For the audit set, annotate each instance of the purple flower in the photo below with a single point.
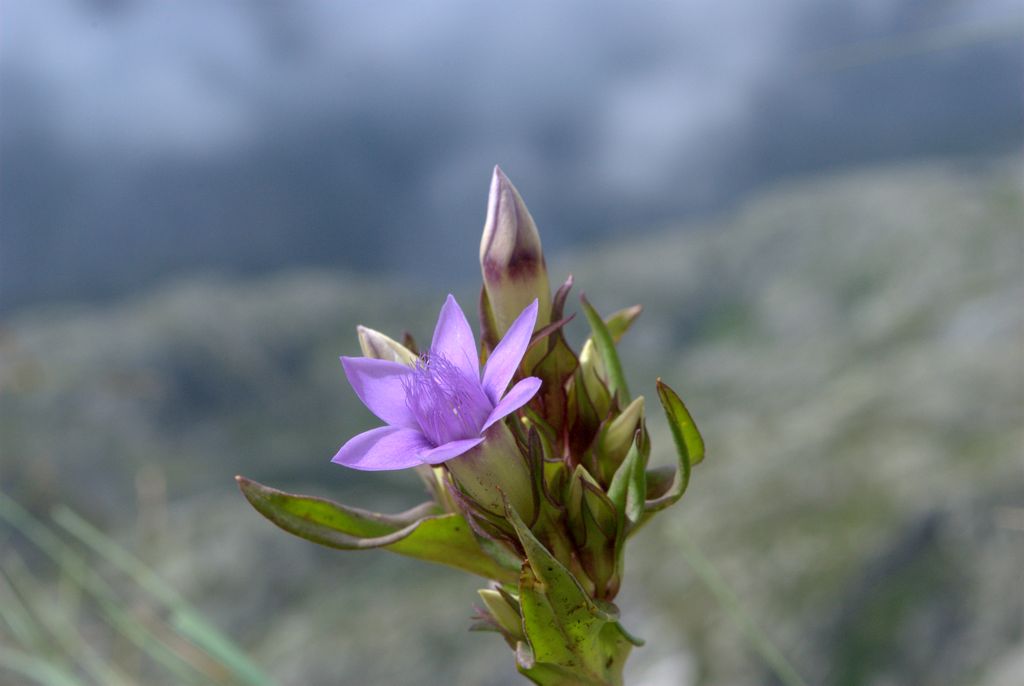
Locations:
(438, 408)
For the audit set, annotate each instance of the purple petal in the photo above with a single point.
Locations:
(381, 448)
(381, 386)
(517, 397)
(451, 449)
(454, 339)
(505, 359)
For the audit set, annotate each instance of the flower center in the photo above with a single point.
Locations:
(446, 404)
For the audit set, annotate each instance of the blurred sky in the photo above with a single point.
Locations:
(144, 138)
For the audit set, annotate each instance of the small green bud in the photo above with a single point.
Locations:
(511, 258)
(496, 468)
(593, 523)
(594, 378)
(616, 436)
(504, 613)
(377, 345)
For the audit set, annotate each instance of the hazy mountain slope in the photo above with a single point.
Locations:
(852, 348)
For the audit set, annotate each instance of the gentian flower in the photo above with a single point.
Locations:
(441, 405)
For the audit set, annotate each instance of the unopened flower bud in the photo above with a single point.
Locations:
(377, 345)
(594, 378)
(593, 523)
(511, 258)
(617, 436)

--- --- ---

Requirement: Reproduce the records from the line containing "For the audit set, annotate each instance of the blurred" through the end, replacing every "Locations" with "Points" and leaving all else unchanged.

Problem solution:
For the audit set, annotate each instance of the blurred sky in the photo above with a single point.
Points:
(144, 138)
For the audit set, annotate each instance of the small green bud in the photo above with a single point.
Points:
(511, 258)
(496, 468)
(593, 523)
(594, 378)
(616, 436)
(504, 613)
(377, 345)
For the audit set, annotate each instance of the hazy mountain slope in the photo above with a single point.
Points:
(852, 348)
For the audit set, annotate each instance of the gentian flower in the photo above with a single point.
Points:
(441, 405)
For the audit set, annotate each instance of the unopened flower bud in the photo above with a single point.
Points:
(377, 345)
(594, 378)
(593, 523)
(511, 258)
(617, 436)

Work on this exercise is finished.